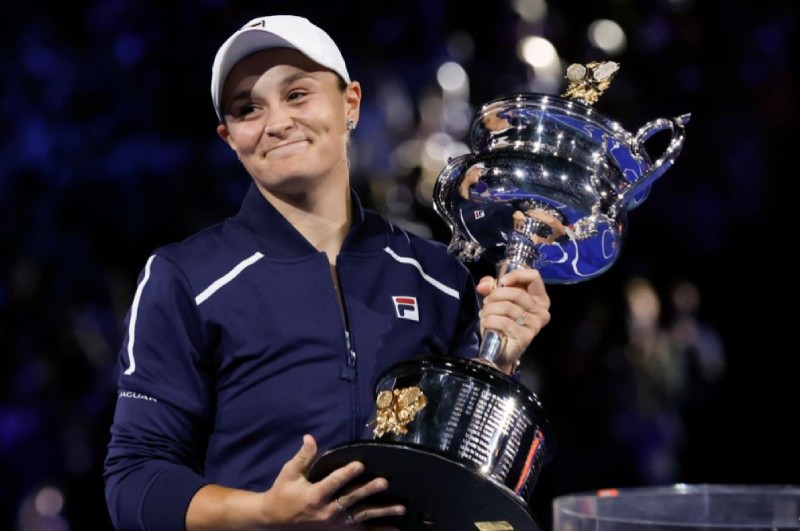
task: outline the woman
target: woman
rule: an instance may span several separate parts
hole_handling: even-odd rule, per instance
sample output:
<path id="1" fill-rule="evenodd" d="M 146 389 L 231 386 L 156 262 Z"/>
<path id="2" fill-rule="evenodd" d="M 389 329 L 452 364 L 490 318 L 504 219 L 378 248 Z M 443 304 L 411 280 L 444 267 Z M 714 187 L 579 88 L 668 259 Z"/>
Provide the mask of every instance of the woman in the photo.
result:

---+---

**Task prompt:** Return, please, every line from the one that contains "hole_handling: even-odd rule, per instance" through the final line of the listing, exactly, and no others.

**Result of the task:**
hole_handling: even-odd rule, per instance
sample output:
<path id="1" fill-rule="evenodd" d="M 146 389 L 231 386 L 156 262 Z"/>
<path id="2" fill-rule="evenodd" d="M 389 329 L 452 364 L 490 318 L 504 219 L 378 248 Z M 443 304 L 411 280 L 444 267 Z M 714 187 L 579 88 L 668 259 Z"/>
Provide the mask of every instance of the woman in the photo.
result:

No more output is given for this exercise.